任务说明:
能否从下面清单中含有“Put a pin on every instance of the stadium”的那一行开始，到含有“x=332 y=409”的那一行结束（首尾两行都包括），把这些行原样照抄一遍，其余内容一概不抄？

━━━━━ 数据清单

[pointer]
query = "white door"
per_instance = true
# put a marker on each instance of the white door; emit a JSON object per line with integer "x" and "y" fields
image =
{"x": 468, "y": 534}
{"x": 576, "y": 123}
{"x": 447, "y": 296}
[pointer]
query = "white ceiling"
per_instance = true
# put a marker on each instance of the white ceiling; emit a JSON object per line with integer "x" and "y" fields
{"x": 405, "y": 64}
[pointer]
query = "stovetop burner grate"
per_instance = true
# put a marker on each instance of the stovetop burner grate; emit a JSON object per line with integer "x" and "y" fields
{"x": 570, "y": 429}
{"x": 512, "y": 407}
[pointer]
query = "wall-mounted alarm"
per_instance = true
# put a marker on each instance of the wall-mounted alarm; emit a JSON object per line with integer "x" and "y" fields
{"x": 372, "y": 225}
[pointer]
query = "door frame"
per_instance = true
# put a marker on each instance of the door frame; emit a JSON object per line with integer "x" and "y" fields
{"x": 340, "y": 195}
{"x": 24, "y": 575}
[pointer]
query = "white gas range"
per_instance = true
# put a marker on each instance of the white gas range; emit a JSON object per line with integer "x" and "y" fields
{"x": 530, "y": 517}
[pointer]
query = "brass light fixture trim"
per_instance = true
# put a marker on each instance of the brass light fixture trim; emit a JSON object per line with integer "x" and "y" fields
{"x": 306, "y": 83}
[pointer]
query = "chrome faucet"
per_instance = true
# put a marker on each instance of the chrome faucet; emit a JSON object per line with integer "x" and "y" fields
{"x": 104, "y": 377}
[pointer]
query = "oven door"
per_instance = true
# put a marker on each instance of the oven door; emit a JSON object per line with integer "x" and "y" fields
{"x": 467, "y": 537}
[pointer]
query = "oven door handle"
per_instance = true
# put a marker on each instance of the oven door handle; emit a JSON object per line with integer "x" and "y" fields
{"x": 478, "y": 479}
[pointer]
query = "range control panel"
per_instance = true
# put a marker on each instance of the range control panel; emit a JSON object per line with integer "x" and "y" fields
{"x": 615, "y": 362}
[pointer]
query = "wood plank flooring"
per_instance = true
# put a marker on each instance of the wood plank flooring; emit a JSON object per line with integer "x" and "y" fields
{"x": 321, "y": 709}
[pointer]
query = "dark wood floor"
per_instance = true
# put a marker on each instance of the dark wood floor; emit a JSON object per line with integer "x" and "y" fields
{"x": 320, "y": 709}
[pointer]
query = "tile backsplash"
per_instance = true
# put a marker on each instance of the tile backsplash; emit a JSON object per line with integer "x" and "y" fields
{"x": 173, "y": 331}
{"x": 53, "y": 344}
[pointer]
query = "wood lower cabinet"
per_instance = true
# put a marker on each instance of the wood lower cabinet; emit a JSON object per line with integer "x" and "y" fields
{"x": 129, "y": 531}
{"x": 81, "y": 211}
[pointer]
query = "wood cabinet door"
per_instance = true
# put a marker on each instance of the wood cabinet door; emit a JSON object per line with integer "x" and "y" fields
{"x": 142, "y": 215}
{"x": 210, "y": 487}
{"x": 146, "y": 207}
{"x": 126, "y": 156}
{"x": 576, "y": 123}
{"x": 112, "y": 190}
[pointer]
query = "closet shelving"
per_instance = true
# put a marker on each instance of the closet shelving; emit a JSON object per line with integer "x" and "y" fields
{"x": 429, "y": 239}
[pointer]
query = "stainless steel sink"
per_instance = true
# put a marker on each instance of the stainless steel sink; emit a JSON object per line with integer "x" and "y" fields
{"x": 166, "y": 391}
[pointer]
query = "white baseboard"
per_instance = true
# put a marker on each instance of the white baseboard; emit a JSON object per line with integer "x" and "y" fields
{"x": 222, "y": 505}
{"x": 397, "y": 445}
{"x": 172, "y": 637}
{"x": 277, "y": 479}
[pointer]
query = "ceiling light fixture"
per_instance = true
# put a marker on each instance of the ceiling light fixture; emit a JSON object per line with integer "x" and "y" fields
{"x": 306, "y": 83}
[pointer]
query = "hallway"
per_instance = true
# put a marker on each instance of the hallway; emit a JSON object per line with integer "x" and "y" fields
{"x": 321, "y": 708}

━━━━━━━━━━
━━━━━ 数据清单

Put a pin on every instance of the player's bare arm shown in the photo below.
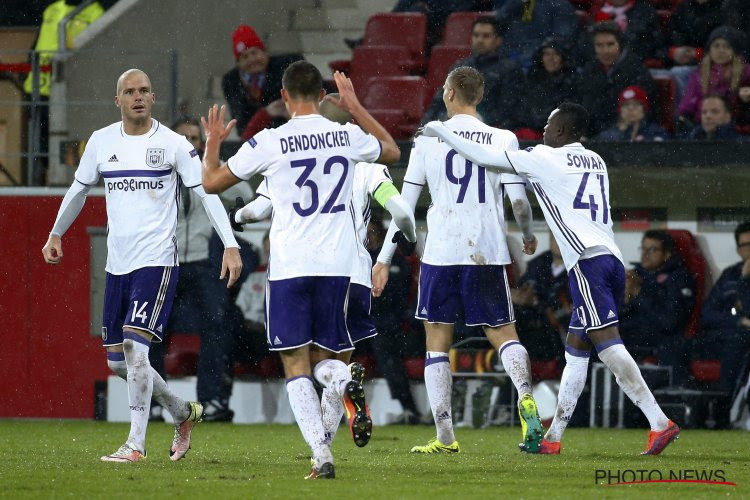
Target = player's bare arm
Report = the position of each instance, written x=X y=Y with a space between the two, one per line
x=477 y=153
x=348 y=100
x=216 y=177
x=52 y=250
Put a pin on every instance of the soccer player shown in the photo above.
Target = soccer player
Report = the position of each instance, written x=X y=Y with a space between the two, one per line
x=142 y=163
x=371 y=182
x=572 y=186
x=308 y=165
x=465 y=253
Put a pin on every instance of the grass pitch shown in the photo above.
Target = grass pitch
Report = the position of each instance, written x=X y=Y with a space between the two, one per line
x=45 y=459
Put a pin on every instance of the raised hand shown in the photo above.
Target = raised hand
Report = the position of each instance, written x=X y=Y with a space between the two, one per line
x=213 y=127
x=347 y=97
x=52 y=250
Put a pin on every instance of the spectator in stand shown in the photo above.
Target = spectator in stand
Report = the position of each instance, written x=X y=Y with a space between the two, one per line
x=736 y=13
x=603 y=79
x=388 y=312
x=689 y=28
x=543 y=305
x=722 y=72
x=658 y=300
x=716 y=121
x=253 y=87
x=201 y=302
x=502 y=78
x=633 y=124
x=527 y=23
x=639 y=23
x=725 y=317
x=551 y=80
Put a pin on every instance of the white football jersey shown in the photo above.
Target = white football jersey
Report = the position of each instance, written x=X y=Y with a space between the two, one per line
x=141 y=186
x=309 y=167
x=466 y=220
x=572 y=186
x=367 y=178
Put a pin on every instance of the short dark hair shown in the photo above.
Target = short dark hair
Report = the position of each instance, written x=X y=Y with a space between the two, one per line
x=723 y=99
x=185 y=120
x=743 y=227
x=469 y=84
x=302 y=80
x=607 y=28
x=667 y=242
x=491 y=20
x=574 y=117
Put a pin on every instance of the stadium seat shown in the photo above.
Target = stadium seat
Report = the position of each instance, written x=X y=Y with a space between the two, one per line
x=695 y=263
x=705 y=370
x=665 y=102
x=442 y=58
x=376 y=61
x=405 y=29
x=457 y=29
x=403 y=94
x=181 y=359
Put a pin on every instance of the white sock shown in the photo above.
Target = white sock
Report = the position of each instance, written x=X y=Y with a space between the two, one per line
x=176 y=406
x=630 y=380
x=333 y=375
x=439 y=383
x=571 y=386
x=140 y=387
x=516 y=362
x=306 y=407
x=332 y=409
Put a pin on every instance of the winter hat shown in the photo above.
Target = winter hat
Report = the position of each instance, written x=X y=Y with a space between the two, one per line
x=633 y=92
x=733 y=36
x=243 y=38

━━━━━━━━━━

本题答案:
Put a pin on every instance of the stadium seat shown in the photo above.
Target = stadium seat
Report = the position of each instance, written x=X y=Y with a space between the two, one per line
x=695 y=263
x=705 y=370
x=665 y=102
x=442 y=58
x=376 y=61
x=405 y=29
x=457 y=29
x=403 y=94
x=181 y=359
Put a pin on every instance of the white sock shown in the photo above.
Target = white sock
Report = the position of each instance, written x=X y=Y with a space between the two, one per line
x=176 y=406
x=630 y=380
x=333 y=375
x=439 y=383
x=571 y=386
x=140 y=387
x=516 y=362
x=306 y=407
x=332 y=409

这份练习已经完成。